EXERCISE BRIEF:
A word-for-word repeat of all the data is the goal.

(Natural language region descriptions)
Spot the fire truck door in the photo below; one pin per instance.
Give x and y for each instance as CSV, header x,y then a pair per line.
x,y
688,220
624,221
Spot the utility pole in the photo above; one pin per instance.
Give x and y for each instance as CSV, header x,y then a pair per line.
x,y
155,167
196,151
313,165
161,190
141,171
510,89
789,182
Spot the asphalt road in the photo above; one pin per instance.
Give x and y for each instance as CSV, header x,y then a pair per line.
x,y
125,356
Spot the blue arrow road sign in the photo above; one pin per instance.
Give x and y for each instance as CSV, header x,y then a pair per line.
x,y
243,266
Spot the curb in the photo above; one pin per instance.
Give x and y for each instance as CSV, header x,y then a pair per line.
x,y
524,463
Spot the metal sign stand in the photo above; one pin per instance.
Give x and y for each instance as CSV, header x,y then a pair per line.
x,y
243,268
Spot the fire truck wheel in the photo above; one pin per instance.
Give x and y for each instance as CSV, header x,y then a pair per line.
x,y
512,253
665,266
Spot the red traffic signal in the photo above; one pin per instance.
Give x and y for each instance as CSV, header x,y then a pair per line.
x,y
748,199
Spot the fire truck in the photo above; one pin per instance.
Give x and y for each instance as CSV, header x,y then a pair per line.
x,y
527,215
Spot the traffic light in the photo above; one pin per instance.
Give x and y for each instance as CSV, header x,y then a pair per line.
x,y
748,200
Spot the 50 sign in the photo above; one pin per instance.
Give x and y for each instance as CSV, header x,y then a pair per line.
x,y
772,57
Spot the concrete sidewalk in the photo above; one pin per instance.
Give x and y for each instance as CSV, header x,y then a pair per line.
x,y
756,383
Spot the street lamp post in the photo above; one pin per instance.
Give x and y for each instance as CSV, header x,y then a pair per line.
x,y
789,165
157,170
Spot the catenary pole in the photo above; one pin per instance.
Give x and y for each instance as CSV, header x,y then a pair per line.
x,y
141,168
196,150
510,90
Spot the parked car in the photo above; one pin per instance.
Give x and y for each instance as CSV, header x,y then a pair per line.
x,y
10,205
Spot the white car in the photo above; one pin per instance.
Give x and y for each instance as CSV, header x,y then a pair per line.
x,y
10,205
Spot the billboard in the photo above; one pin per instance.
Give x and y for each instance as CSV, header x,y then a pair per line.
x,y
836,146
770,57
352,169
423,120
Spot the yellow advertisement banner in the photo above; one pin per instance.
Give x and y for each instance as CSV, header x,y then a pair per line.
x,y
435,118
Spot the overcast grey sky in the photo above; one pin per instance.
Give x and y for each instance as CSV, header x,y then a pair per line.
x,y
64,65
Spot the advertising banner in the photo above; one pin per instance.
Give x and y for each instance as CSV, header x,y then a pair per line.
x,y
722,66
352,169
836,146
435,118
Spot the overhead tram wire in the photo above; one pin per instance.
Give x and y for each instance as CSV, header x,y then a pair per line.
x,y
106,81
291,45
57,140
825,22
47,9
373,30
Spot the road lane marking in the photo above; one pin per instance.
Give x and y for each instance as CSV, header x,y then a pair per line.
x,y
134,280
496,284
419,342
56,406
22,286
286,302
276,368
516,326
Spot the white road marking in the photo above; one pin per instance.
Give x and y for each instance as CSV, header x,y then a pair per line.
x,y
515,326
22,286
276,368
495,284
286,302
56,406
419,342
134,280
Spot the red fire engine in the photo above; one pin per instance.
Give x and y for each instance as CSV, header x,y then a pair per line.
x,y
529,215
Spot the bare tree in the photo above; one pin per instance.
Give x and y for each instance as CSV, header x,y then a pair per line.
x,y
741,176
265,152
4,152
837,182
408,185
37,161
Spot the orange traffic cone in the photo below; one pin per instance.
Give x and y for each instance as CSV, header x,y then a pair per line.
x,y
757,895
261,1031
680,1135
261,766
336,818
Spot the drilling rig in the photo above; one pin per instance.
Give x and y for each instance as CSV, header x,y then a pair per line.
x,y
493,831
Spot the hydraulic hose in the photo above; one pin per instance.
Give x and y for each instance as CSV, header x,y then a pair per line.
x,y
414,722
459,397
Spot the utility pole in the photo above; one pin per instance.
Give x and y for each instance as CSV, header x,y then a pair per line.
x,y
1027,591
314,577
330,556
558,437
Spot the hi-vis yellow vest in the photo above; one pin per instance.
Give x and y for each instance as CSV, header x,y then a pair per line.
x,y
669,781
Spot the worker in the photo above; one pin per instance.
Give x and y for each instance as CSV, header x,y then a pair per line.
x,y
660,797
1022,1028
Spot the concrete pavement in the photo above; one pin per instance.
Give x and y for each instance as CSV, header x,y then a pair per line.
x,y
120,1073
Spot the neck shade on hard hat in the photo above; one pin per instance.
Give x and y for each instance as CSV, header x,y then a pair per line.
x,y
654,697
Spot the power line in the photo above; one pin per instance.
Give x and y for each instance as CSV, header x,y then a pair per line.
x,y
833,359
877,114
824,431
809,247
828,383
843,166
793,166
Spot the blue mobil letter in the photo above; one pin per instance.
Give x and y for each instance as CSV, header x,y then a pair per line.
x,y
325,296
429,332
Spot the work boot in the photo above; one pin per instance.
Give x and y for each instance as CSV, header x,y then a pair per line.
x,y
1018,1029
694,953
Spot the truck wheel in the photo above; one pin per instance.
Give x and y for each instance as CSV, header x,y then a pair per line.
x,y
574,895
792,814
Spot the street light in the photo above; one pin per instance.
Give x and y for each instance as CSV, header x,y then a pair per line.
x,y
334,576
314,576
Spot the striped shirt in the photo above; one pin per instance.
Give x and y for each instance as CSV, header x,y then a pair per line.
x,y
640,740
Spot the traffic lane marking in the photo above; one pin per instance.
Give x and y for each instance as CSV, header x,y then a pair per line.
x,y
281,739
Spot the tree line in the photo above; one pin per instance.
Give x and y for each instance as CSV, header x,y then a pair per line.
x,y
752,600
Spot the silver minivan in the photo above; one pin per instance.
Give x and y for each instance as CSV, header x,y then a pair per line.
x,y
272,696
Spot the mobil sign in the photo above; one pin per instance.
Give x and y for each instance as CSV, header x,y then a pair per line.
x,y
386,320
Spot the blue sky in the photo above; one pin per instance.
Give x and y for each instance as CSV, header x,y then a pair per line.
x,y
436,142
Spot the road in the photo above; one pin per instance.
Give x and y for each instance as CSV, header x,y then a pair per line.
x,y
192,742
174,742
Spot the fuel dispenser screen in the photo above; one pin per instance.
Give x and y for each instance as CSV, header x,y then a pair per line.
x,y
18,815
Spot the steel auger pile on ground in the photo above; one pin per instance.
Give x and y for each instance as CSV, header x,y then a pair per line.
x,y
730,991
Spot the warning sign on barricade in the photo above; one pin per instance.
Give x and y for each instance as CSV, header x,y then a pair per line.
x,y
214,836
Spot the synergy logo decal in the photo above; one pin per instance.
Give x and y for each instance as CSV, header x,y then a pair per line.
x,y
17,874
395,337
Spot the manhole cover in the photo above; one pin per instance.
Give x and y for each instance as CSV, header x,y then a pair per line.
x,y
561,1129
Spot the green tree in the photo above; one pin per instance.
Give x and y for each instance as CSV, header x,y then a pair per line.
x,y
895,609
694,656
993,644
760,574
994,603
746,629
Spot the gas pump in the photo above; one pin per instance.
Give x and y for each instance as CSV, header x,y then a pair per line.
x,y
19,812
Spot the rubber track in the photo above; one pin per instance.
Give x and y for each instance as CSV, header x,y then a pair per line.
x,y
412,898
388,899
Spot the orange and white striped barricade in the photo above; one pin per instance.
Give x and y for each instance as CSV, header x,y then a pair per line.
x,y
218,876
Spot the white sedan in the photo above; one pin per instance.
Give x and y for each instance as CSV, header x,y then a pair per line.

ANSWER BOX:
Spot the fire truck door in the photo below; one pin per instance.
Give x and y for each instance as CSV, header x,y then a pair per line.
x,y
688,220
624,221
Spot the utility pole in the photo above; one pin per instance.
Give x and y for each instance as CSV, header x,y then a pair per line.
x,y
155,167
196,151
313,165
161,190
141,171
510,89
789,182
Spot the asphalt road in the photo above; one pin per instance.
Give x and y for each instance as CSV, header x,y then a pair per line.
x,y
125,356
Spot the blue arrow road sign in the photo above; one pin per instance.
Give x and y for each instance as CSV, header x,y then a pair per line.
x,y
243,266
Spot the curb in the photo above; one pin per instance.
Give x and y for each instance as CSV, header x,y then a pair per line.
x,y
524,463
Spot the metal sign stand in the photo above; one pin per instance.
Give x and y for each instance as CSV, header x,y then a pair per line.
x,y
243,268
Spot the fire truck wheel in the photo above; one pin per instance.
Give x and y for each instance as CSV, header x,y then a pair per line.
x,y
512,253
665,266
Spot the red traffic signal in the photo above; one pin per instance.
Give x and y for each instance as CSV, header x,y then a pair per line.
x,y
748,199
Spot the fire truck in the photo above; one pin per instance.
Give x and y for each instance as CSV, header x,y then a pair per line.
x,y
527,215
Spot the traffic light in the photo above; one pin per instance.
Give x and y for each instance as CSV, header x,y then a pair per line.
x,y
748,200
Spot the 50 sign in the photo above; one pin per instance.
Give x and y for each instance as CSV, header x,y then a pair per line.
x,y
772,57
Spot the concrete sidewalk in the photo above; one pin per instance.
Give x and y for each instance as CSV, header x,y then a pair per line.
x,y
756,383
Spot the street lamp post in the photo above; one pin per instance.
Give x and y for each instance as CSV, header x,y then a pair per line.
x,y
789,165
157,170
Spot the catenary pole in the photo above; one pin per instance.
Give x and y for each instance as CSV, header x,y then a pair per line.
x,y
141,168
196,150
510,90
Spot the parked car in the photo above; one pin per instance.
Give x and y for each instance as CSV, header x,y then a pair per line.
x,y
10,205
Spot the white car in the photo above; one pin per instance.
Give x and y for each instance as CSV, header x,y then a pair per line.
x,y
10,205
Spot the billboard in the photo above; one pin per instance.
Give x and y for each instance as CSV, header x,y then a pair per line.
x,y
836,146
770,57
352,169
423,120
Spot the yellow advertisement banner in the photo above; one pin per instance.
Give x and y for each instance as CSV, header x,y then a pair per line.
x,y
435,118
Spot the overcast grey sky in the photo above; one pin per instance.
Give x and y for each instance as CSV, header x,y then a pair per line.
x,y
64,65
Spot the advertising banner in the photo above; one pin per instance.
Give x and y for each instance as CSV, header x,y then a pair per line.
x,y
722,66
352,169
836,146
435,118
Spot the overhead tram wire in the photo above; one pin per instance.
Give x and y for each instance as CSV, header x,y then a pair per line.
x,y
106,81
291,45
57,140
825,22
47,9
373,30
Spot the road lane marking in the photo above; one pin per instance.
Give x and y for each instance as CSV, header x,y then a pair per line.
x,y
134,280
496,284
419,342
56,406
22,286
286,302
276,368
516,326
Spot the white road marking in the photo above; one pin per instance.
Give x and y for each instance as CSV, header x,y then a pair per line.
x,y
515,326
22,286
276,368
495,284
286,302
56,406
419,342
134,280
Spot the red fire engine in the photo above; one pin per instance.
Give x and y for each instance as CSV, header x,y then a pair per line.
x,y
529,215
Spot the bare tree in the photo above; one pin per instance.
Give x and y for each instance as CSV, header x,y then a pair per line.
x,y
741,176
265,152
4,152
837,182
408,185
37,161
Spot the orange traffic cone in the photo below; one pin per instance.
Give x and y for each instance as CSV, header x,y then a pair per line.
x,y
757,895
261,1031
680,1135
261,766
336,818
Spot the drilling rig in the photo above; one pin per instance.
Give x and y for each instance as CSV, header x,y then a pair per line.
x,y
493,831
Spot the hydraulic hose in the photo above; one pin per instance.
Give x and y for each instance as CSV, header x,y then a pair per line.
x,y
414,722
459,397
Spot the utility pole in the photo above; one pin per instance.
Give x and y for each instance as CSV, header x,y then a pair per line.
x,y
1027,591
314,577
330,556
558,437
Spot the hi-vis yellow vest in the photo above; one pin per instance.
Give x and y for each instance as CSV, header x,y then a pair per line.
x,y
669,781
Spot the worker in the photo above; one pin per instance.
Give x and y for each instance as CSV, header x,y then a pair per line.
x,y
660,797
1022,1028
Spot the concrete pavement in the photo above; one pin per instance.
Give x and y for each instance as CSV, header x,y then a pair per line.
x,y
120,1073
Spot the neck shade on hard hat in the photo above; one pin per instance.
Give x and y for each instance as CSV, header x,y then a pair per line.
x,y
654,697
Spot the power line in the photo above; one pin per instance.
Give x and y for each instance as CSV, header x,y then a pair per line.
x,y
833,359
877,114
824,431
809,247
828,383
843,166
793,166
Spot the blue mobil letter in the photo above; one pin per instance.
Give x and y for each instance as CSV, header x,y then a pair per line.
x,y
325,296
429,332
Spot the work boot in the photo above; one pin per instance.
Give x and y for each instance as CSV, header x,y then a pair per line.
x,y
1018,1029
694,953
Spot the truck wheel in the photo above; one pin per instance.
Give x and y for each instance as CSV, header x,y then a pair per line.
x,y
574,895
792,814
Spot the street light in the photo above; one pin per instance.
Give x and y for each instance as CSV, header x,y then a pair per line.
x,y
334,576
314,576
Spot the striped shirt in the photo above; one pin per instance.
Give x and y for each instance as CSV, header x,y then a pair per line.
x,y
640,740
Spot the traffic lane marking in the photo above; one pin per instance.
Give x and y for each instance as CSV, header x,y then a pair per line.
x,y
281,739
Spot the tree line in the photo above; one pin per instance.
Give x and y for each instance as CSV, header x,y then a pair per line.
x,y
752,600
Spot the silver minivan in the photo above; one pin per instance.
Give x and y for each instance as CSV, header x,y then a pair per line.
x,y
272,696
Spot the mobil sign in the photo above; one pin per instance.
Give x and y for each instance as CSV, header x,y then a pair per line.
x,y
386,320
Spot the blue sky in the photo above; one pin per instance.
Give x and y for each instance as CSV, header x,y then a pair per line.
x,y
436,142
Spot the road in the photo above; one pin per instance.
Give x and y for each instance as CSV, header x,y then a pair per line.
x,y
192,742
174,742
Spot the fuel dispenser screen in the photo above; one pin per instance.
Give x and y for each instance as CSV, header x,y then a pair per line.
x,y
18,815
Spot the steel auger pile on ground in the photo above; one pin per instance.
Give x and y for each instance as CSV, header x,y then a pair per line.
x,y
730,991
Spot the warning sign on barricade in the photo above; one pin per instance.
Give x and y for each instance as CSV, header x,y then a pair per line.
x,y
214,836
Spot the synergy logo decal in the photo above; one pin per instance.
Give x and y for each instance as CSV, header x,y then a pair per line.
x,y
17,874
395,337
Spot the manhole cover in the photo above; one pin per instance.
Give x and y for each instance as CSV, header x,y then a pair per line.
x,y
561,1129
Spot the green tree in the photo above; one pin per instance.
Give x and y for each instance as CSV, header x,y then a pair per line.
x,y
895,609
694,656
993,644
760,574
994,603
746,629
Spot the gas pump in the photo above; one pin per instance.
Give x and y for each instance as CSV, header x,y then a pair per line.
x,y
19,812
Spot the rubber track in the photo above; one pin per instance.
Give x and y for each instance as CSV, header x,y then a pair per line.
x,y
412,898
388,899
Spot the orange and white striped barricade in the photo above; one pin per instance.
Give x and y for each instance as CSV, header x,y then a pair per line.
x,y
218,876
Spot the white sedan in the photo above; one pin per instance.
Give x and y for each instance as CSV, header x,y then a pair per line.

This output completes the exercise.